Potassium is an essential macromineral in human nutrition with a wide range of biochemical and physiological roles. Among other things, it is important in the transmission of nerve impulses, the contraction of cardiac, skeletal and smooth muscle, the production of energy, the synthesis of nucleic acids, the maintenance of intracellular tonicity and the maintenance of normal blood pressure.
Diets high in potassium may be protective not only against hypertension but also strokes and cardiovascular disease and possibly other degenerative diseases, as well.
The major cause of potassium deficiency is excessive losses of potassium through the alimentary tract or through the kidneys. Potassium depletion typically occurs as a consequence of prolonged use of oral diuretics, from severe diarrhea and from primary or secondary hyperaldosteronism, diabetic ketoacidosis or in those on long-term total parenteral nutrition who have received inadequate potassium. Signs and symptoms of potassium deficiency include hypokalemia, metabolic alkalosis, anorexia, weakness, fatigue, listlessness and cardiac dysrhythmias. Prominent U-waves are seen in the electrocardiograms of those with hypokalemia.

Region pointing data:
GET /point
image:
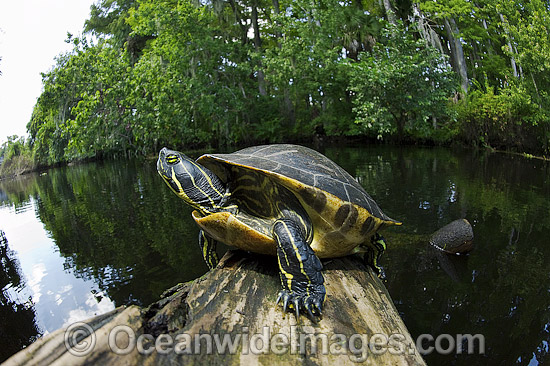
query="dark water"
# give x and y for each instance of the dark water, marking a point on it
(82, 240)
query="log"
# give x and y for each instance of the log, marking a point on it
(235, 303)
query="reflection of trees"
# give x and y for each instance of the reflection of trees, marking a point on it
(17, 319)
(116, 223)
(504, 287)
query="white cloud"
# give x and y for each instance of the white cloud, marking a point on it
(32, 33)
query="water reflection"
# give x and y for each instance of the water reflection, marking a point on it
(112, 234)
(18, 326)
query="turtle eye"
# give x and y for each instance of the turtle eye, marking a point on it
(172, 159)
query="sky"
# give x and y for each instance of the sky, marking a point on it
(32, 34)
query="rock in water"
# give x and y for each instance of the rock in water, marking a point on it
(455, 238)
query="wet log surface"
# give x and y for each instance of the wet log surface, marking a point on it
(229, 316)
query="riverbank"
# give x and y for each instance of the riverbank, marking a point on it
(21, 164)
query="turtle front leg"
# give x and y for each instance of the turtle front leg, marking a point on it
(208, 248)
(300, 270)
(374, 252)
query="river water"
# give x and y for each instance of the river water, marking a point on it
(84, 239)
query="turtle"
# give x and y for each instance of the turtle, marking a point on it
(284, 200)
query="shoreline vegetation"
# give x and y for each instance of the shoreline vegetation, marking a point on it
(151, 73)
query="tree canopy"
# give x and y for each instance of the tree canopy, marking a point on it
(218, 73)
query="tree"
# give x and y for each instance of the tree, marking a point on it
(401, 85)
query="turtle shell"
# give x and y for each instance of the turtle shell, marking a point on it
(296, 166)
(342, 215)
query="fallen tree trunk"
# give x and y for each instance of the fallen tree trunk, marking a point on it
(229, 317)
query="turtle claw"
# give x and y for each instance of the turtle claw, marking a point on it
(311, 303)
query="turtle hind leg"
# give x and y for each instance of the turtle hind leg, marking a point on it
(208, 248)
(300, 270)
(374, 252)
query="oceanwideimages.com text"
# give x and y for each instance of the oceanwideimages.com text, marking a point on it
(80, 340)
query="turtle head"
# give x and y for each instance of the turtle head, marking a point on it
(195, 184)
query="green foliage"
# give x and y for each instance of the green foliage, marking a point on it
(16, 156)
(509, 118)
(403, 85)
(191, 74)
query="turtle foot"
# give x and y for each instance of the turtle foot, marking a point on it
(312, 303)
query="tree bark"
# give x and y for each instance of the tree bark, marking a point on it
(236, 300)
(457, 53)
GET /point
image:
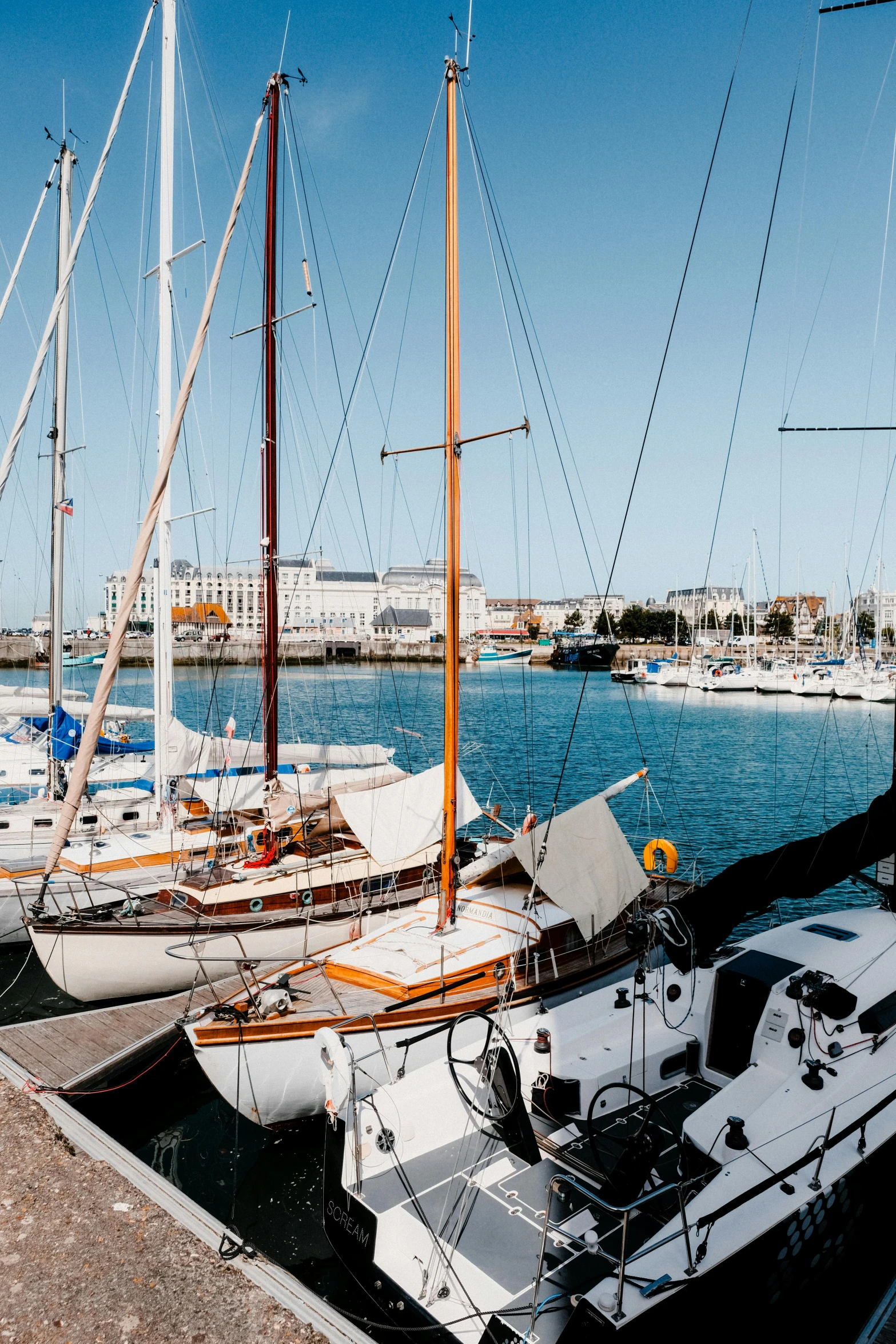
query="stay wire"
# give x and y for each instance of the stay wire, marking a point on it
(653, 401)
(743, 369)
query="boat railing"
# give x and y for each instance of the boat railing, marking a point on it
(706, 1222)
(624, 1212)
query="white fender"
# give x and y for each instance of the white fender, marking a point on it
(336, 1070)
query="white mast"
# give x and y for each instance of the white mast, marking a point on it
(797, 619)
(162, 617)
(58, 437)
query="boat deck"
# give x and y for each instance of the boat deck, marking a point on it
(83, 1049)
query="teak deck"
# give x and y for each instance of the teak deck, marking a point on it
(86, 1046)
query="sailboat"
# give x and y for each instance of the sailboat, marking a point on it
(599, 1171)
(282, 871)
(43, 729)
(535, 917)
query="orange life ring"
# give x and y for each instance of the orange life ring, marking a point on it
(651, 855)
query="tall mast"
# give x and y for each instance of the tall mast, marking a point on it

EXERCISE TASKS:
A) For each statement, say yes or no depending on whether it agrees with the potassium passage, and quote the exact words that decide it.
(i) Potassium is important in the synthesis of nucleic acids.
(ii) The major cause of potassium deficiency is too little potassium in the diet.
(iii) Prominent U-waves appear in the electrocardiograms of people with hypokalemia.
B) According to the potassium passage, what else besides hypertension may diets high in potassium protect against?
C) Extend the potassium passage with a few sentences that pick up after its last one.
The rows aren't needed for any of this work.

RESULTS OF THE EXERCISE:
A)
(i) Yes: "the synthesis of nucleic acids"
(ii) No: "The major cause of potassium deficiency is excessive losses of potassium through the alimentary tract or through the kidneys."
(iii) Yes: "Prominent U-waves are seen in the electrocardiograms of those with hypokalemia."

B) Strokes and cardiovascular disease, and possibly other degenerative diseases.

C)
Eating a variety of foods that contain potassium is the best way to get an adequate amount. Healthy individuals who eat a balanced diet rarely need supplements. Foods with high sources of potassium include orange juice, potatoes, bananas, avocados, parsnips and turnips, although many other fruits, vegetables, and meats contain potassium. Research has indicated that diets high in potassium can reduce the risk of hypertension.
A potassium level that is too high or too low can be dangerous. Abnormal potassium levels may cause symptoms such as muscle cramps or weakness, nausea, diarrhea, frequent urination, dehydration, low blood pressure, confusion, irritability, paralysis, and changes in heart rhythm.